Items from a labeling collection:
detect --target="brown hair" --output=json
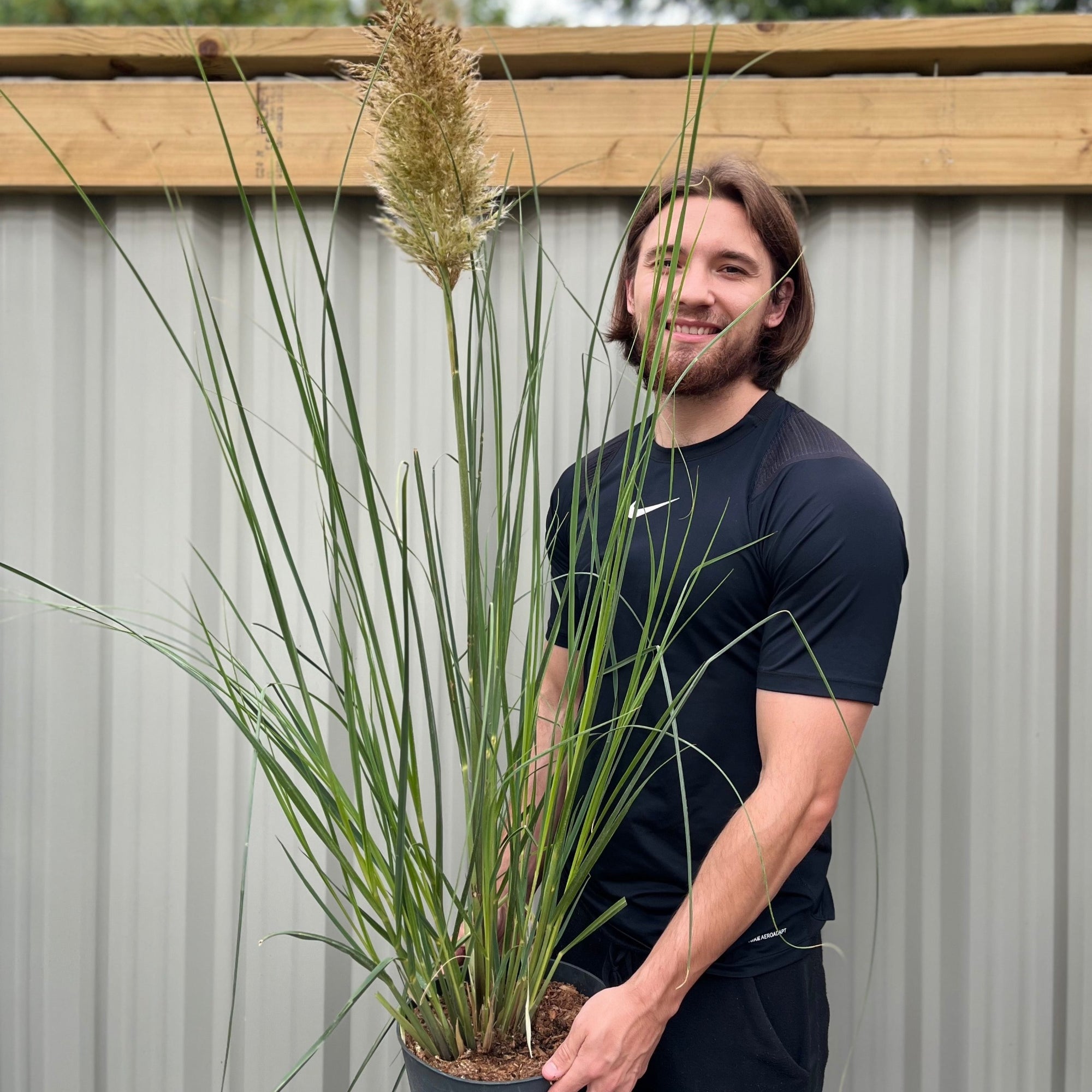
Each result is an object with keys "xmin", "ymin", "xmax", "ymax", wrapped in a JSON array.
[{"xmin": 607, "ymin": 156, "xmax": 815, "ymax": 391}]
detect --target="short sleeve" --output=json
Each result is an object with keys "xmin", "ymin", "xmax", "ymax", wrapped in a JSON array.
[{"xmin": 752, "ymin": 456, "xmax": 907, "ymax": 705}]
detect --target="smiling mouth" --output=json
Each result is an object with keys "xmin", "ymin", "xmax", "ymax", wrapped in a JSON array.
[{"xmin": 667, "ymin": 321, "xmax": 723, "ymax": 337}]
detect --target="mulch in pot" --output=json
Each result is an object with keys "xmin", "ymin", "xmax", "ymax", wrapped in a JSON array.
[{"xmin": 406, "ymin": 982, "xmax": 587, "ymax": 1081}]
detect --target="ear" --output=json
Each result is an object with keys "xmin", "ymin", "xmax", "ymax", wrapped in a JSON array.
[{"xmin": 762, "ymin": 276, "xmax": 796, "ymax": 329}]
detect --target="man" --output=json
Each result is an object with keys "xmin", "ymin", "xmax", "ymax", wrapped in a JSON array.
[{"xmin": 539, "ymin": 159, "xmax": 906, "ymax": 1092}]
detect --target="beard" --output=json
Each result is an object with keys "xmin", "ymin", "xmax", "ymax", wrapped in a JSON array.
[{"xmin": 629, "ymin": 310, "xmax": 763, "ymax": 399}]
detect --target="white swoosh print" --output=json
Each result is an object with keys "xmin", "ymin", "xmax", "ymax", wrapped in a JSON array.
[{"xmin": 629, "ymin": 497, "xmax": 678, "ymax": 520}]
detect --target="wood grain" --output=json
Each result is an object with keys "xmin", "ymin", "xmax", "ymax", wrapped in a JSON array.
[
  {"xmin": 0, "ymin": 14, "xmax": 1092, "ymax": 80},
  {"xmin": 0, "ymin": 76, "xmax": 1092, "ymax": 192}
]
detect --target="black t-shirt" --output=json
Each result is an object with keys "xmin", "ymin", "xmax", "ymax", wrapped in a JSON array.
[{"xmin": 547, "ymin": 391, "xmax": 907, "ymax": 976}]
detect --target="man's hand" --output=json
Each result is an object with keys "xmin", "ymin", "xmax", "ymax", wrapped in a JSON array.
[{"xmin": 543, "ymin": 982, "xmax": 667, "ymax": 1092}]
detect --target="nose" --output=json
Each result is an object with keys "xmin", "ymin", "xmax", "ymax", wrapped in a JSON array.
[{"xmin": 675, "ymin": 264, "xmax": 715, "ymax": 308}]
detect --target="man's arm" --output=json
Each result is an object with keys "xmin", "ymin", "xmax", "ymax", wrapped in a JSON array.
[{"xmin": 543, "ymin": 690, "xmax": 873, "ymax": 1092}]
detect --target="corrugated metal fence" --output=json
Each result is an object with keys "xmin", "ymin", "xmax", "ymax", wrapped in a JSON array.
[{"xmin": 0, "ymin": 197, "xmax": 1092, "ymax": 1092}]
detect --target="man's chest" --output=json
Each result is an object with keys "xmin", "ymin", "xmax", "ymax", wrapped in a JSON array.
[{"xmin": 590, "ymin": 461, "xmax": 770, "ymax": 649}]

> _Request_
In this exercise, set down all of the data exactly, without the pictures.

> _Written answer_
detect --target="brown hair" --output=json
Each result is an object with keys "xmin", "ymin", "xmax", "ymax", wrapped in a JSON array.
[{"xmin": 607, "ymin": 156, "xmax": 815, "ymax": 391}]
detect --target="short sleeve" --output=json
Each result is an object with keys "xmin", "ymin", "xmax", "ymax", wrapped in a JSON array.
[{"xmin": 752, "ymin": 456, "xmax": 907, "ymax": 705}]
detect --target="smiling mouth" --output=json
Each result is an object with keys "xmin", "ymin", "xmax", "ymax", wrapped in a JSON array.
[{"xmin": 667, "ymin": 321, "xmax": 723, "ymax": 337}]
detect --target="mulch in pot" --output=json
Each result is an object with keys "xmin", "ymin", "xmax", "ymax", wrapped in a JSON array.
[{"xmin": 406, "ymin": 982, "xmax": 587, "ymax": 1081}]
detect --target="ear" --output=json
Each result is an object with keys "xmin", "ymin", "xmax", "ymax", wrapped in a JSON array.
[{"xmin": 762, "ymin": 276, "xmax": 796, "ymax": 329}]
detect --target="man" --output=json
Each result is an object with keys "xmin", "ymin", "xmax", "ymax", wrapped in a JSON array.
[{"xmin": 539, "ymin": 159, "xmax": 906, "ymax": 1092}]
detect --target="beard" --output=json
Each result is an object with keys "xmin", "ymin", "xmax", "ymax", wrapped in a JSON array.
[{"xmin": 629, "ymin": 310, "xmax": 763, "ymax": 399}]
detect --target="white swoosh print" --output=json
Each result is an object with keys "xmin", "ymin", "xmax", "ymax", wrapped in a JSON array.
[{"xmin": 629, "ymin": 497, "xmax": 678, "ymax": 520}]
detect --target="wood grain" --output=json
Each result is an object with keys "xmin", "ymin", "xmax", "ymax", wrapped in a JSON array.
[
  {"xmin": 0, "ymin": 14, "xmax": 1092, "ymax": 80},
  {"xmin": 0, "ymin": 76, "xmax": 1092, "ymax": 192}
]
detect --target="black t-shirt" --output=json
Each result is an object with keys "xmin", "ymin", "xmax", "ymax", wrapped in a JSON array.
[{"xmin": 547, "ymin": 391, "xmax": 907, "ymax": 976}]
detect --target="man's hand" --output=json
Each result is an object with keys "xmin", "ymin", "xmax", "ymax", wrapped in a JSON array.
[{"xmin": 543, "ymin": 982, "xmax": 667, "ymax": 1092}]
detect --target="nose" --output=json
Each result is an object with keys "xmin", "ymin", "xmax", "ymax", wrapped in a JSON array.
[{"xmin": 675, "ymin": 264, "xmax": 715, "ymax": 308}]
detect --target="man's arm" --output=json
Each result is an object with keys "xmin", "ymin", "xmax", "ymax", wrapped in a JSON array.
[{"xmin": 543, "ymin": 690, "xmax": 873, "ymax": 1092}]
detect --target="corrugated metal fence" --output=json
Each result is an object with keys "xmin", "ymin", "xmax", "ymax", wrapped in a JSON array.
[{"xmin": 0, "ymin": 197, "xmax": 1092, "ymax": 1092}]
detect --target="man's chest" --output=json
Each result is an object with keys "xmin", "ymin", "xmax", "ymax", wrapped in a JSON array.
[{"xmin": 590, "ymin": 461, "xmax": 770, "ymax": 649}]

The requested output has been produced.